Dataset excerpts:
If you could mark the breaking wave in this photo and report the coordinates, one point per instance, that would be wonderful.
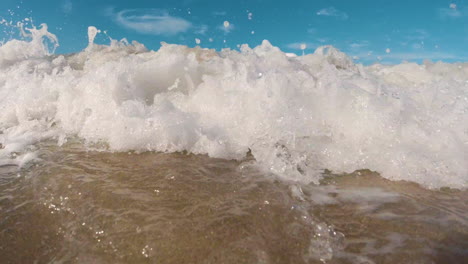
(296, 115)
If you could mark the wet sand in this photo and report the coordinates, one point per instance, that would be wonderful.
(78, 206)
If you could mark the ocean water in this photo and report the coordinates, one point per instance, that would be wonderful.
(119, 154)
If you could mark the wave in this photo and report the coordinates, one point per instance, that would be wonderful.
(297, 115)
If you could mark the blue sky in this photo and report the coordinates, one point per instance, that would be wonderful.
(368, 30)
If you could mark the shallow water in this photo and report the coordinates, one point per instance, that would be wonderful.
(82, 206)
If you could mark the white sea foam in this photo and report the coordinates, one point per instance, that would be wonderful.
(297, 115)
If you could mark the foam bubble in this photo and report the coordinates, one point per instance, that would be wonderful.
(296, 115)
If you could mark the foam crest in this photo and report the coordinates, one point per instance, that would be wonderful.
(296, 115)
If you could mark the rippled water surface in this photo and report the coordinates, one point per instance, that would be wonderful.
(78, 206)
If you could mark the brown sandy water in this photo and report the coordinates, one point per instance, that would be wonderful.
(77, 206)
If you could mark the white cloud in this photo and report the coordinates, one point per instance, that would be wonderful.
(201, 29)
(450, 13)
(299, 45)
(67, 6)
(219, 13)
(150, 21)
(332, 12)
(359, 45)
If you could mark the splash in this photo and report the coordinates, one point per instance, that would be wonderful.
(296, 115)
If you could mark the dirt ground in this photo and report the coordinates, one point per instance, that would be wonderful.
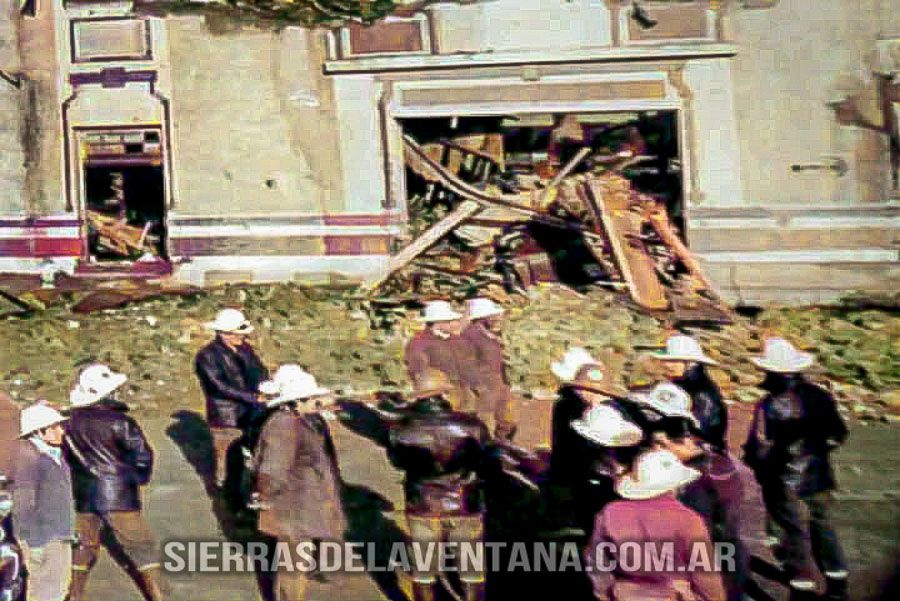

▶ _Task goal_
Output every entry verbatim but skip the pictures.

▶ _The answer_
If you could mark the breaking wave in this photo and report the coordinates, one point per instance, that would be wonderful.
(296, 115)
If you could mark the wet sand in this photo and report the coordinates, one point per instance, that would be wonderful.
(78, 206)
If you could mark the ocean water in this photo and report the coordinates, one point per instance, that would be wonderful.
(119, 154)
If you could mark the wave in this photo and report the coordinates, one point per instance, that would be wonderful.
(297, 115)
If you could mark the blue sky in this photo and report the coordinates, one point per instance, that would be wonderful.
(368, 30)
If you could mark the shallow water in this photo and report the coordinates, one point per instance, that would be wonderful.
(82, 206)
If you could mark the white sea foam in this photo and report the coordinates, one point per instance, that would be wonderful.
(297, 115)
If you could mark the foam bubble in this photo and report the coordinates, one point per instance, that would be wonderful.
(296, 115)
If you could mark the foam crest in this photo and report the coordinates, one point per instance, that would be wonderful.
(296, 115)
If you could mark the rippled water surface in this photo and report the coordinates, one point per instance, that would be wonderful.
(78, 206)
If you could mark the brown sandy water in this photo and report the coordinates, one point per instance, that would be wonderful.
(77, 206)
If you could mark the white cloud in this photo and report the coordinates, one point per instance, that would be wonderful.
(201, 29)
(450, 13)
(299, 45)
(67, 6)
(219, 13)
(150, 21)
(332, 12)
(359, 45)
If you could mark the splash in this photo and report the coordinates, one point per instance, that would be wonderful.
(296, 115)
If you could mark the dirt ground in this photo and report the coordinates, one point per instance, that would be wonderful.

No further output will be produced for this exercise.